What to do: When the data below is printed, every line must match exactly and the images must be absent.

Supplied data START

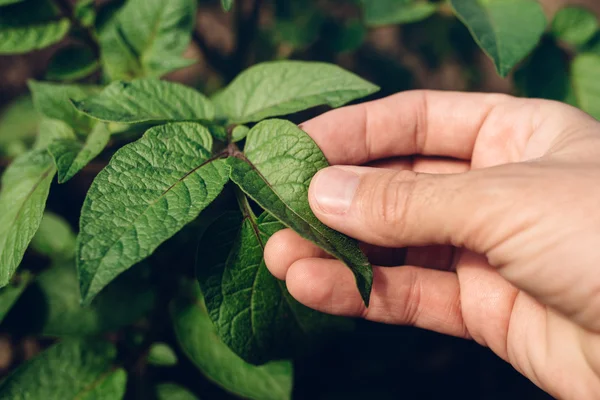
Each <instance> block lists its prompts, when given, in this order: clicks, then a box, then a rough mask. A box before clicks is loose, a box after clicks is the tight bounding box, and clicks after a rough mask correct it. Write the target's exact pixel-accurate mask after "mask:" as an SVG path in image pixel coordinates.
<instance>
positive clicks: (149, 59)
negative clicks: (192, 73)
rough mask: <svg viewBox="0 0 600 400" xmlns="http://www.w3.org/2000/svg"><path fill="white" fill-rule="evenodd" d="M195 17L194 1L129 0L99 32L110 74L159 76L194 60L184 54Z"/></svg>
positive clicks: (110, 76)
mask: <svg viewBox="0 0 600 400" xmlns="http://www.w3.org/2000/svg"><path fill="white" fill-rule="evenodd" d="M195 16H196V1H195V0H170V1H163V0H130V1H128V2H127V3H126V4H125V6H124V7H123V8H122V9H121V10H119V11H118V12H117V14H116V15H115V18H114V20H113V21H111V22H110V23H109V24H107V25H106V26H105V27H104V28H103V29H102V30H101V33H100V44H101V49H102V53H103V62H104V63H105V64H106V69H107V70H108V72H109V75H110V77H111V78H112V79H131V78H135V77H159V76H162V75H164V74H166V73H167V72H170V71H173V70H175V69H179V68H182V67H184V66H187V65H190V64H191V63H193V62H194V61H193V60H187V59H183V58H182V57H181V56H182V53H183V52H184V50H185V49H186V48H187V46H188V44H189V42H190V38H191V32H192V29H193V27H194V23H195ZM123 61H125V62H123Z"/></svg>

Supplied data END

Solution for this exercise:
Each <instance> block lists its prompts, when given, in this order: clicks, then a box, then a rough mask. A box before clicks is loose, a box after clicks is the tight bounding box, and clicks after a rough mask correct it. Write the target's exact pixel-accurate mask after "mask:" as an SVG path in image pixel coordinates.
<instance>
positive clicks: (149, 59)
negative clicks: (192, 73)
rough mask: <svg viewBox="0 0 600 400" xmlns="http://www.w3.org/2000/svg"><path fill="white" fill-rule="evenodd" d="M195 17L194 1L129 0L99 32L110 74L159 76L194 60L184 54Z"/></svg>
positive clicks: (110, 76)
mask: <svg viewBox="0 0 600 400" xmlns="http://www.w3.org/2000/svg"><path fill="white" fill-rule="evenodd" d="M195 16H196V1H195V0H170V1H163V0H130V1H128V2H127V3H126V4H125V6H124V7H123V8H122V9H121V10H119V11H118V12H117V14H116V15H115V18H114V20H113V21H111V22H110V23H109V24H107V25H106V26H105V27H104V28H103V29H102V30H101V33H100V44H101V49H102V53H103V62H104V63H105V64H106V69H107V70H108V72H109V75H110V77H111V78H112V79H131V78H135V77H159V76H162V75H164V74H166V73H167V72H170V71H173V70H175V69H179V68H182V67H184V66H187V65H190V64H191V63H193V62H194V61H193V60H187V59H183V58H182V57H181V56H182V53H183V52H184V50H185V49H186V48H187V46H188V44H189V42H190V38H191V32H192V29H193V27H194V23H195ZM123 61H125V62H123Z"/></svg>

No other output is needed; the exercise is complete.